> Supplied entries
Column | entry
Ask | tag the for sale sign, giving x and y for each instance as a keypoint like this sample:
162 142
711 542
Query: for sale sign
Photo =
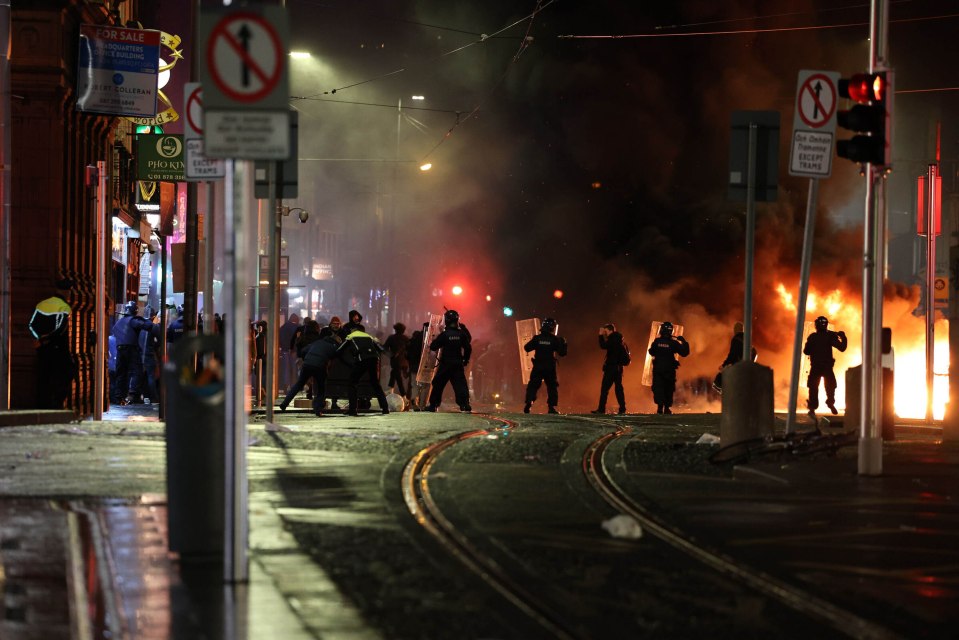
118 70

> Task directions
Transcribe each entry above exactly, apart from the pictures.

> In response
Column | entry
Ask | tag the for sale sign, giving x and y for each instance as a keypoint like this sample:
162 142
711 542
Query: for sale sign
Photo =
118 70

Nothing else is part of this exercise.